(Saved entries)
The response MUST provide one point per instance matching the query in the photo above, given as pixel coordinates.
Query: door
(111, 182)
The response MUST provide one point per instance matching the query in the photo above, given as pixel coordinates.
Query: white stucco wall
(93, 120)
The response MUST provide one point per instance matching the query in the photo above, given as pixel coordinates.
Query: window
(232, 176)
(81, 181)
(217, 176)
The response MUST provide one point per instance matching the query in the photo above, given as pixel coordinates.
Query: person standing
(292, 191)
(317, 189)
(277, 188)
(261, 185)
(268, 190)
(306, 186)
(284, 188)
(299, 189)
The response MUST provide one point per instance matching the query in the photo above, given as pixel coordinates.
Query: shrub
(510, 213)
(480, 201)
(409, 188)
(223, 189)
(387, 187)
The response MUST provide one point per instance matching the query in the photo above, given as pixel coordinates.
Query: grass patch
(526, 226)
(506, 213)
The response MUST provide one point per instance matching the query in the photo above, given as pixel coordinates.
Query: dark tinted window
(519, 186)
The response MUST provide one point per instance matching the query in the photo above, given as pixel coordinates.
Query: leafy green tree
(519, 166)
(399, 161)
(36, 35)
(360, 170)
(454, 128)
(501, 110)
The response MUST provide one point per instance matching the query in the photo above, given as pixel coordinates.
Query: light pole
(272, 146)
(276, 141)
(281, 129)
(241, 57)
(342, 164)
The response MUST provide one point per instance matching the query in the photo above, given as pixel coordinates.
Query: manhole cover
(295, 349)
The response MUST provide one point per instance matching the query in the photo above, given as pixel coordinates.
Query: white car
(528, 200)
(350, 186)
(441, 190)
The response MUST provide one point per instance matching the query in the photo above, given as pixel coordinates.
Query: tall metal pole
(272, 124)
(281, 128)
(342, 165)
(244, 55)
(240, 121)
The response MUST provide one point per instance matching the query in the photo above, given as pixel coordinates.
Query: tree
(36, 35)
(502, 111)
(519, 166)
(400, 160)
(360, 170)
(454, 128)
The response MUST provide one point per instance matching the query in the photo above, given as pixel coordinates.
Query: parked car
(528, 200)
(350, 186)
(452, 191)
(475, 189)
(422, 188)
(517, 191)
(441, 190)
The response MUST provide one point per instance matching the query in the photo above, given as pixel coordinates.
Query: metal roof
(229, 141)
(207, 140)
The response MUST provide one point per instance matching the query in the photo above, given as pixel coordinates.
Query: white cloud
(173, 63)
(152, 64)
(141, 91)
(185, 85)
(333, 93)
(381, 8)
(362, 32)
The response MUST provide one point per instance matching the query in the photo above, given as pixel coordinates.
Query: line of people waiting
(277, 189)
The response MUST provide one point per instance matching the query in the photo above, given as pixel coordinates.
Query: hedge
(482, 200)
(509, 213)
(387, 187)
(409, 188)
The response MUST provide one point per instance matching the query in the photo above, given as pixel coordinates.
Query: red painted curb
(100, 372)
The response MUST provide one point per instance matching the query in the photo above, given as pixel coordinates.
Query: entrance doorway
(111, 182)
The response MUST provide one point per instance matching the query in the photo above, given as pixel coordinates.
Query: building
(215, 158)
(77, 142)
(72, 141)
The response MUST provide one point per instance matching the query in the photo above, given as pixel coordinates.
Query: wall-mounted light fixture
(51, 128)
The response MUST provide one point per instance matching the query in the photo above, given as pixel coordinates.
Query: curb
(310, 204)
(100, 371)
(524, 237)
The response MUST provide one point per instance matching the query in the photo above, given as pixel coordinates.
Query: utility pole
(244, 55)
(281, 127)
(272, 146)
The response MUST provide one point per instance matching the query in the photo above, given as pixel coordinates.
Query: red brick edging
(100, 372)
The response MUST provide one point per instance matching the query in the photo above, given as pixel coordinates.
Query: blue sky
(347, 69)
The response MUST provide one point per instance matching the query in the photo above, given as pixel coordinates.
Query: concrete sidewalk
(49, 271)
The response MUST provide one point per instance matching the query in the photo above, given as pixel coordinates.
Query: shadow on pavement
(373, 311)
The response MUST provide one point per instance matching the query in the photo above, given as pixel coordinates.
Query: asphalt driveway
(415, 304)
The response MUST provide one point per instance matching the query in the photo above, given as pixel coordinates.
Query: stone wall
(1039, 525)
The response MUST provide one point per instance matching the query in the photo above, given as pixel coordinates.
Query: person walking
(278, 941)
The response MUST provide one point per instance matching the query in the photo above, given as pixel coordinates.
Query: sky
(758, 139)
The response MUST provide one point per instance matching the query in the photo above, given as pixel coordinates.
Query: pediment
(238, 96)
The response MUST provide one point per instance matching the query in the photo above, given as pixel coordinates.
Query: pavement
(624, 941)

Your task = Copy each entry exactly, leaving every line as it is.

Exercise answer =
The response MUST provide one point per instance matching the query in the photo above, given as pixel coordinates.
Query: door
(111, 182)
The response MUST provide one point per instance matching the query in the photo above, given as pixel coordinates.
Query: white stucco wall
(93, 120)
The response MUST provide one point per instance matching the query in the photo above, given as pixel coordinates.
Query: window
(232, 176)
(81, 181)
(217, 176)
The response MUST provide one point per instance matching the query in the photo above, given as pixel coordinates.
Query: person standing
(292, 191)
(317, 189)
(277, 188)
(261, 185)
(268, 190)
(306, 186)
(284, 188)
(299, 189)
The response MUST provide one point per instance matching the query in the photo above, given as pixel coordinates.
Query: shrub
(510, 213)
(480, 201)
(409, 188)
(223, 189)
(387, 187)
The response MUST provide one point per instance matching the query in the photo above, given as pixel coordinates.
Query: grass patch
(526, 226)
(506, 213)
The response MUST provide one point per instance matching the query in the photo above, given as pixel coordinates.
Query: dark tinted window
(519, 186)
The response MUST provide one point per instance matching the query in the photo above, given as pixel coordinates.
Query: leafy green tree
(519, 166)
(399, 161)
(36, 35)
(360, 170)
(454, 128)
(501, 110)
The response MUST provide one point per instance matching the query in the photo above, given as pixel coordinates.
Query: light pole
(272, 146)
(276, 141)
(281, 129)
(241, 57)
(342, 164)
The response MUST provide one point per instance matching the query in the photo above, given as pixel coordinates.
Query: manhole cover
(295, 349)
The response MUST provide one point per instance matching the query in the photo above, given as pixel coordinates.
Query: white car
(528, 200)
(350, 186)
(441, 190)
The response MUST provide one point per instance matching the query in the photo above, given as pixel coordinates.
Query: tall metal pole
(272, 124)
(281, 128)
(342, 165)
(244, 55)
(240, 121)
The response MUST provide one point per instance matching the query in the photo above, given as pixel coordinates.
Query: tree
(36, 35)
(502, 111)
(519, 166)
(400, 160)
(360, 170)
(454, 128)
The response MUST provide one point per instance matching the query in the photo above, given as pixel coordinates.
Query: parked car
(528, 200)
(350, 186)
(452, 191)
(475, 189)
(422, 188)
(517, 191)
(441, 190)
The response MUST provide one point per instance matching the query in the photo above, given as pixel coordinates.
Query: metal roof
(229, 141)
(207, 140)
The response MUST provide one point per instance matching the query in the photo above, given as pixel coordinates.
Query: white cloud
(173, 63)
(152, 64)
(141, 91)
(185, 85)
(333, 93)
(381, 8)
(362, 32)
The response MUST provide one point per instance matching the query in the photo above, given as pixel coordinates.
Query: line of people waiting
(277, 189)
The response MUST provide one point per instance matching the query in the photo above, given as pixel coordinates.
Query: hedge
(482, 200)
(509, 213)
(387, 187)
(409, 188)
The response MUST provide one point per instance matching the query in the photo above, given as pixel coordinates.
Query: red painted curb
(100, 372)
The response MUST provide one point per instance matching the query in the photo above, given as pixel coordinates.
Query: entrance doorway
(111, 182)
The response MUST provide one point per instance matching the query in the photo above, given as pixel coordinates.
Query: building
(215, 158)
(77, 142)
(72, 141)
The response MUST provide one point per instance matching the query in the photo above, given as pixel coordinates.
Query: wall-mounted light fixture
(51, 128)
The response MUST provide one point per instance matching the query in the photo above, given as pixel coordinates.
Query: curb
(310, 204)
(100, 371)
(524, 237)
The response MUST provide one point per instance matching the query in the photo above, given as pixel coordinates.
Query: utility pole
(244, 55)
(281, 127)
(272, 146)
The response MUST provide one point per instance matching the query in the photo above, given as pixel coordinates.
Query: red brick edging
(100, 372)
The response MUST provide one point per instance matching the query in the photo above, given as pixel coordinates.
Query: blue sky
(347, 69)
The response MUST provide one point per instance matching the query in the photo above, given as pixel coordinates.
Query: concrete sidewalk
(49, 271)
The response MUST provide one point per instance matching the query in the photo above, given as pixel coordinates.
Query: shadow on pavement
(373, 311)
The response MUST provide one point per instance matching the query in the photo above, given as pixel coordinates.
Query: asphalt driveway
(415, 304)
The response MUST provide one point per instance matching the query in the photo above, given as pixel coordinates.
Query: stone wall
(1039, 525)
The response MUST provide one point per instance matching the query in the photo above, given as pixel coordinates.
Query: person walking
(278, 941)
The response MUST provide one point per instance matching the query in the photo above, given as pixel coordinates.
Query: sky
(758, 139)
The response MUST provide one point per instance matching the query in the photo above, given as pixel coordinates.
Query: pediment
(238, 96)
The response MUST provide one point per instance matching the query in the photo above, given as pixel coordinates.
Query: pavement
(624, 941)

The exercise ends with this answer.